- [SET PROBLEM]
List each line of the records below that contains the word "sneaker", copying those lines in full.

- [DATASET RECORDS]

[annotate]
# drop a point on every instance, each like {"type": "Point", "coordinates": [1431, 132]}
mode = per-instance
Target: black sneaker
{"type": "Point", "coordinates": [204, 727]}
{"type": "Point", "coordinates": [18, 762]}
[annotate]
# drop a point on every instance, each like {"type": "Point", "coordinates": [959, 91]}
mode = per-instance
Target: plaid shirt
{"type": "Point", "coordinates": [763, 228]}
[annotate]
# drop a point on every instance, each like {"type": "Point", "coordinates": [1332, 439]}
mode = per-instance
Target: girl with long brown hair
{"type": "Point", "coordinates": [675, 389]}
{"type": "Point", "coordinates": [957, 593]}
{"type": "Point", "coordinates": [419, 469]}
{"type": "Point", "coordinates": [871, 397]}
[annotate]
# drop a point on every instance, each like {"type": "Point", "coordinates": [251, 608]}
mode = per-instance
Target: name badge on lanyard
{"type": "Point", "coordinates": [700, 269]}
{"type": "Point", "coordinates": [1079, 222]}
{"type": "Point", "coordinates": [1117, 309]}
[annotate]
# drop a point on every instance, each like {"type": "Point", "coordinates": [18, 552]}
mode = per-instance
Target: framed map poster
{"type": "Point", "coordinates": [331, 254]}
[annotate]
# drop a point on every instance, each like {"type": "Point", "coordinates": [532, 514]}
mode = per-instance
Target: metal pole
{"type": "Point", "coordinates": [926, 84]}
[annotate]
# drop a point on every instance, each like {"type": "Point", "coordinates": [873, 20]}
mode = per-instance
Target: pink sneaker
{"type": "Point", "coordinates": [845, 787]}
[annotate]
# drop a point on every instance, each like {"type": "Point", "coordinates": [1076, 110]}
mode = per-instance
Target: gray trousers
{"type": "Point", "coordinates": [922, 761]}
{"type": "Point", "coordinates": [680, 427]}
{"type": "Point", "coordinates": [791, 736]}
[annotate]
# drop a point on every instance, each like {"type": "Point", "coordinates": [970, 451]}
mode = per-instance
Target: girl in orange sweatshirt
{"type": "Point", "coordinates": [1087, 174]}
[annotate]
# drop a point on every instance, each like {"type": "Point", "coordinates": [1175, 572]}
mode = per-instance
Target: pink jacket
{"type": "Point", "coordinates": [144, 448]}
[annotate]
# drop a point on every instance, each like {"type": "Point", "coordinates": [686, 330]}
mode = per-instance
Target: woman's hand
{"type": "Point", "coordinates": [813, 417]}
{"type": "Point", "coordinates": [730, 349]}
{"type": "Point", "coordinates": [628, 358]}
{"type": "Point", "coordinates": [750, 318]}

- [SOLUTION]
Target: black sneaker
Target: pink sneaker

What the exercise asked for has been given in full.